__Required task__
Reproduce the data below, swapping every "pan with spaghetti" for "spaghetti pan" and leaving everything else unchanged.

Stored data

• • • • •

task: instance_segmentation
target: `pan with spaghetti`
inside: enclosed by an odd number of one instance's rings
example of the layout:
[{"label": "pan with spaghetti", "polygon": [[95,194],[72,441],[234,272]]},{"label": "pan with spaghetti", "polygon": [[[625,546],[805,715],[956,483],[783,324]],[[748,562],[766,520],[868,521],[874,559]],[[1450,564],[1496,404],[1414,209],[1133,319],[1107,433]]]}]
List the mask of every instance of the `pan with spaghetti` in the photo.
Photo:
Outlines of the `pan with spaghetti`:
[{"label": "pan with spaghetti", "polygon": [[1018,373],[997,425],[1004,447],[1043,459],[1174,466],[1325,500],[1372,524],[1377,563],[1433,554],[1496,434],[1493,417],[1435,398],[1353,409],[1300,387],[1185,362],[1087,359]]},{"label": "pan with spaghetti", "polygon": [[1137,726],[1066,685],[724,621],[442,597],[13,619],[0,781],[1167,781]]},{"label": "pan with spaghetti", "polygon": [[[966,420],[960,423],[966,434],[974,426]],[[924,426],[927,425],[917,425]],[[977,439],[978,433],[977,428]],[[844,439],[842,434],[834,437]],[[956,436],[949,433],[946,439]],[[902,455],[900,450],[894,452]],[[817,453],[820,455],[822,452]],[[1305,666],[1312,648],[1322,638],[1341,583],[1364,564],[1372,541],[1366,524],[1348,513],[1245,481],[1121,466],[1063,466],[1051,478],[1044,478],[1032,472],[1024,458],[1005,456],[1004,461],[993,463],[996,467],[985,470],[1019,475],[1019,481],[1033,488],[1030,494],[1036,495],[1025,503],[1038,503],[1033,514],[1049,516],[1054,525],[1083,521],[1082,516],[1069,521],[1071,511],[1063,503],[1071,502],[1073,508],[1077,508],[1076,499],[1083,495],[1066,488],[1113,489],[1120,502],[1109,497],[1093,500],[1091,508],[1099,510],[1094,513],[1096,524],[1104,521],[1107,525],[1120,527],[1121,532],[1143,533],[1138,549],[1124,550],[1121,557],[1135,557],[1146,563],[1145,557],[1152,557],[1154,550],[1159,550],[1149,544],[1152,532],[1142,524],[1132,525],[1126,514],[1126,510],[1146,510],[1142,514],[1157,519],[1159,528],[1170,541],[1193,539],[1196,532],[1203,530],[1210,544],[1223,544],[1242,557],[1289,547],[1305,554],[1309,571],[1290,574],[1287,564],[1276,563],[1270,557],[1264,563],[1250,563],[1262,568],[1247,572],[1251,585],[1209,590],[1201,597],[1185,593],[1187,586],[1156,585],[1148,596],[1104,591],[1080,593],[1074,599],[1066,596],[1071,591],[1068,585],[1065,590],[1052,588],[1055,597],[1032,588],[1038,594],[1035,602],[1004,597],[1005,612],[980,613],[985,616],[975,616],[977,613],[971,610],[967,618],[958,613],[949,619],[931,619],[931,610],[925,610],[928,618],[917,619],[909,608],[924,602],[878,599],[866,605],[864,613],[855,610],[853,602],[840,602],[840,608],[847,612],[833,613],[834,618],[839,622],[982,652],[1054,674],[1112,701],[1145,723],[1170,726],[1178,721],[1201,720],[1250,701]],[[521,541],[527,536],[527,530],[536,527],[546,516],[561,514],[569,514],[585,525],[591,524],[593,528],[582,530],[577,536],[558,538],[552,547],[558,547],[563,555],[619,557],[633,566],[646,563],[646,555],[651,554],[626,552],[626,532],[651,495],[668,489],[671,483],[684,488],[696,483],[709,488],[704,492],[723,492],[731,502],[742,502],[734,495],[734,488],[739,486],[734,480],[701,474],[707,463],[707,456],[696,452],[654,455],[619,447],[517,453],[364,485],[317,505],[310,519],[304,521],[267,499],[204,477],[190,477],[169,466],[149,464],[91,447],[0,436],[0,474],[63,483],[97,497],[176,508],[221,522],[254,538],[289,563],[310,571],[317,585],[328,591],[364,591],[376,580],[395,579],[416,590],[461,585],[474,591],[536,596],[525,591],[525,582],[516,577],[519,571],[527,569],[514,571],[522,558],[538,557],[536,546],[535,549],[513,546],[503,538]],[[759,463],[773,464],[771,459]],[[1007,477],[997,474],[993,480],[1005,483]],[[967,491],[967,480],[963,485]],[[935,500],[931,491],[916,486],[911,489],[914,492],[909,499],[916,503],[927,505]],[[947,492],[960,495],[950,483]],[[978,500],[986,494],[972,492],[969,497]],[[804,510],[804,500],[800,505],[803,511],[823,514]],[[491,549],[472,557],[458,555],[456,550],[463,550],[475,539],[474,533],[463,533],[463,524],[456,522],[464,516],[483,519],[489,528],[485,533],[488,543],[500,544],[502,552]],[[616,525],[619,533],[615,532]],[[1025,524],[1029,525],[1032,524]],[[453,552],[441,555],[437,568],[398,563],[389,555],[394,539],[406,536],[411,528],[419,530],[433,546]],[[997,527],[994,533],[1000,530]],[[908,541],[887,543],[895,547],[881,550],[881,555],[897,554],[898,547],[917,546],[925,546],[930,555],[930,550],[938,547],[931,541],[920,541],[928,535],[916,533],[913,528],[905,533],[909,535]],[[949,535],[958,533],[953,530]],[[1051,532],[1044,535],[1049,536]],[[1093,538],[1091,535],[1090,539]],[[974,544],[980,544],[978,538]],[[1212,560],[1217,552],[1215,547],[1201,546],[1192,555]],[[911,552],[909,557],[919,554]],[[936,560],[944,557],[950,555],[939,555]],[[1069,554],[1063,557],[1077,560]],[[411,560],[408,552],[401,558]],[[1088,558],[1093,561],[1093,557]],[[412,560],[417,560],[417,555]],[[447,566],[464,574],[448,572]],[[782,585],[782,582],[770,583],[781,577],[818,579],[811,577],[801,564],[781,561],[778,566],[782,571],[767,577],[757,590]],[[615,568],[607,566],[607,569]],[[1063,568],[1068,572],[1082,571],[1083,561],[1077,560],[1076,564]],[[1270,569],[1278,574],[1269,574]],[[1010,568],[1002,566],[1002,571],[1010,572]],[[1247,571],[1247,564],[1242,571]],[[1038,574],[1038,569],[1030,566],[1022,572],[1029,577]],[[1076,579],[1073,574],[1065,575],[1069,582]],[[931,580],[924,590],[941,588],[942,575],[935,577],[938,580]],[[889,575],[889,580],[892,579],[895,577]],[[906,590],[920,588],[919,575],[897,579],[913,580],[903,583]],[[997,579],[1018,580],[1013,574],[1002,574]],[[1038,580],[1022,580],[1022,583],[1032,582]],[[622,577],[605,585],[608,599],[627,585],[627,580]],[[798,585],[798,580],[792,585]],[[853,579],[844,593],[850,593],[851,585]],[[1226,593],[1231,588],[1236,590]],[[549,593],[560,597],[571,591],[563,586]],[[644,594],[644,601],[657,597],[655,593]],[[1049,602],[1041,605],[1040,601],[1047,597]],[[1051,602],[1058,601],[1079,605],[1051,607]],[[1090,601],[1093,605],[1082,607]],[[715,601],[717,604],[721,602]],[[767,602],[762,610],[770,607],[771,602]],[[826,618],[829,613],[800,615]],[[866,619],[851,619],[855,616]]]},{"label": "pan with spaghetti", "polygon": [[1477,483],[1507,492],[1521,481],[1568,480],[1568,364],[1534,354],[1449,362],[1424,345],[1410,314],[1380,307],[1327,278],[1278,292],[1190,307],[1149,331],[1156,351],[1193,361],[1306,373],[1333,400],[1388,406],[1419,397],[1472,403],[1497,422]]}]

• • • • •

__The completed task__
task: instance_segmentation
target: `spaghetti pan`
inside: enclosed by an odd number of one instance's rings
example of the layout:
[{"label": "spaghetti pan", "polygon": [[95,194],[72,441],[234,272]]},{"label": "spaghetti pan", "polygon": [[[625,546],[805,715],[956,483],[783,324]],[[748,562],[766,520],[868,521],[874,559]],[[1450,564],[1496,404],[1414,209],[1133,319],[1107,433]]]}]
List the mask of every instance of the `spaghetti pan` in the photo.
Photo:
Outlines of the `spaghetti pan`:
[{"label": "spaghetti pan", "polygon": [[1018,373],[997,425],[1004,447],[1043,459],[1174,466],[1325,500],[1372,524],[1377,563],[1433,554],[1496,434],[1493,417],[1435,398],[1353,409],[1300,387],[1185,362],[1087,359]]},{"label": "spaghetti pan", "polygon": [[1137,726],[1066,685],[724,621],[442,597],[13,619],[0,781],[1167,781]]},{"label": "spaghetti pan", "polygon": [[[966,420],[960,423],[966,434],[974,426]],[[924,426],[927,425],[917,425]],[[977,439],[978,433],[977,428]],[[844,439],[842,434],[834,437]],[[956,436],[949,433],[946,439]],[[902,455],[900,450],[894,452]],[[817,453],[820,455],[822,452]],[[1305,666],[1312,648],[1322,638],[1341,583],[1364,564],[1372,541],[1366,524],[1348,513],[1245,481],[1121,466],[1063,466],[1051,478],[1044,478],[1032,472],[1024,458],[1005,456],[1004,461],[993,463],[996,467],[985,470],[1019,475],[1019,481],[1033,488],[1030,494],[1036,495],[1025,503],[1038,503],[1033,514],[1049,516],[1054,525],[1083,521],[1082,516],[1069,521],[1071,511],[1063,503],[1071,502],[1073,508],[1077,508],[1076,499],[1083,495],[1066,488],[1113,489],[1120,502],[1109,497],[1093,500],[1091,508],[1099,510],[1094,513],[1096,524],[1104,521],[1107,525],[1120,527],[1121,532],[1143,533],[1138,549],[1124,550],[1121,557],[1135,557],[1146,563],[1145,557],[1152,557],[1154,550],[1159,550],[1149,544],[1152,532],[1142,524],[1132,525],[1126,514],[1126,510],[1146,510],[1142,514],[1157,519],[1159,528],[1170,541],[1193,539],[1196,532],[1203,530],[1210,544],[1223,544],[1242,557],[1289,547],[1305,554],[1309,571],[1290,574],[1287,564],[1276,563],[1270,557],[1264,563],[1250,563],[1262,568],[1247,572],[1251,585],[1209,590],[1201,597],[1185,593],[1187,586],[1156,585],[1148,596],[1104,591],[1080,593],[1074,599],[1066,596],[1071,591],[1068,585],[1065,590],[1052,588],[1055,597],[1032,588],[1038,594],[1035,602],[1004,597],[1005,612],[980,613],[985,616],[975,616],[977,613],[971,610],[967,618],[958,613],[949,619],[931,619],[931,610],[925,610],[928,618],[917,619],[909,608],[924,602],[878,599],[866,605],[864,613],[855,610],[853,602],[840,602],[840,608],[847,612],[833,613],[834,618],[839,622],[982,652],[1054,674],[1112,701],[1145,723],[1170,726],[1178,721],[1201,720],[1250,701]],[[521,541],[527,536],[527,530],[536,527],[546,516],[561,514],[569,514],[585,525],[591,524],[593,528],[582,530],[577,536],[558,538],[552,547],[558,547],[563,555],[619,557],[633,566],[646,563],[646,555],[651,554],[626,552],[626,532],[651,495],[668,489],[671,483],[684,488],[696,483],[709,488],[704,492],[723,492],[731,502],[742,502],[734,495],[734,488],[739,486],[734,480],[701,474],[707,463],[707,456],[696,452],[654,455],[619,447],[517,453],[364,485],[317,505],[310,519],[304,521],[267,499],[204,477],[190,477],[169,466],[149,464],[91,447],[0,436],[0,474],[63,483],[97,497],[176,508],[221,522],[254,538],[289,563],[310,571],[317,585],[328,591],[364,591],[376,580],[395,579],[416,590],[461,585],[474,591],[536,596],[525,591],[525,582],[516,577],[519,571],[527,569],[514,571],[522,558],[538,557],[536,546],[535,549],[513,546],[503,538]],[[759,463],[773,464],[771,459]],[[1007,477],[997,474],[993,480],[1005,483]],[[967,491],[967,480],[963,485]],[[935,500],[931,491],[916,486],[911,489],[914,492],[909,499],[916,503],[927,505]],[[947,492],[960,495],[950,483]],[[978,500],[986,494],[972,492],[969,497]],[[804,510],[804,500],[800,505],[803,511],[823,514]],[[491,549],[472,557],[458,555],[456,550],[463,550],[475,539],[474,533],[463,533],[463,524],[456,522],[464,516],[483,519],[489,528],[485,533],[488,543],[500,544],[502,552]],[[616,525],[619,533],[615,532]],[[1025,524],[1029,525],[1032,524]],[[453,552],[441,555],[437,568],[398,563],[389,555],[394,539],[406,536],[411,528],[419,530],[433,546]],[[997,527],[994,533],[1000,530]],[[908,541],[887,543],[895,547],[881,550],[881,555],[897,554],[898,547],[917,546],[925,546],[930,555],[930,550],[938,547],[931,541],[920,541],[928,535],[916,533],[913,528],[905,533],[909,535]],[[949,535],[958,533],[953,530]],[[1051,532],[1044,535],[1049,536]],[[1093,538],[1091,535],[1090,539]],[[974,544],[980,544],[978,538]],[[1212,560],[1217,552],[1215,547],[1201,546],[1192,555]],[[911,552],[909,557],[919,554]],[[936,560],[944,557],[950,555],[939,555]],[[1069,554],[1063,557],[1077,560]],[[411,560],[408,552],[401,558]],[[1088,558],[1093,561],[1093,557]],[[412,560],[417,560],[417,555]],[[447,566],[464,574],[448,572]],[[782,585],[782,582],[770,583],[781,577],[818,579],[811,577],[801,564],[781,561],[778,566],[782,571],[767,577],[757,590]],[[615,568],[607,566],[607,569]],[[1063,568],[1068,572],[1082,571],[1083,561],[1077,560],[1076,564]],[[1270,569],[1278,574],[1269,574]],[[1010,568],[1002,566],[1002,571],[1010,572]],[[1247,571],[1247,564],[1242,571]],[[1038,574],[1038,569],[1030,566],[1022,572],[1029,577]],[[1076,579],[1073,574],[1065,575],[1069,582]],[[931,580],[924,590],[941,588],[942,575],[935,577],[938,580]],[[889,575],[889,580],[892,579],[895,577]],[[906,590],[920,588],[919,575],[897,579],[913,580],[903,583]],[[997,579],[1018,580],[1013,574],[1002,574]],[[1038,580],[1022,580],[1022,583],[1032,582]],[[622,577],[605,585],[608,599],[627,585],[627,580]],[[798,585],[798,580],[792,585]],[[853,579],[844,593],[850,593],[851,585]],[[1226,593],[1231,588],[1236,590]],[[549,593],[560,597],[571,591],[563,586]],[[644,594],[644,601],[657,597],[655,593]],[[1049,602],[1041,605],[1040,601],[1047,597]],[[1051,602],[1058,601],[1079,605],[1051,607]],[[1090,601],[1093,605],[1082,607]],[[715,601],[717,604],[721,602]],[[767,602],[762,610],[770,607],[771,602]],[[826,618],[829,613],[800,615]],[[866,619],[851,619],[855,616]]]},{"label": "spaghetti pan", "polygon": [[1477,483],[1507,492],[1521,481],[1568,480],[1568,364],[1534,354],[1449,362],[1424,345],[1410,314],[1380,307],[1327,278],[1278,292],[1190,307],[1149,331],[1156,351],[1193,361],[1306,373],[1333,400],[1388,406],[1419,397],[1472,403],[1497,422]]}]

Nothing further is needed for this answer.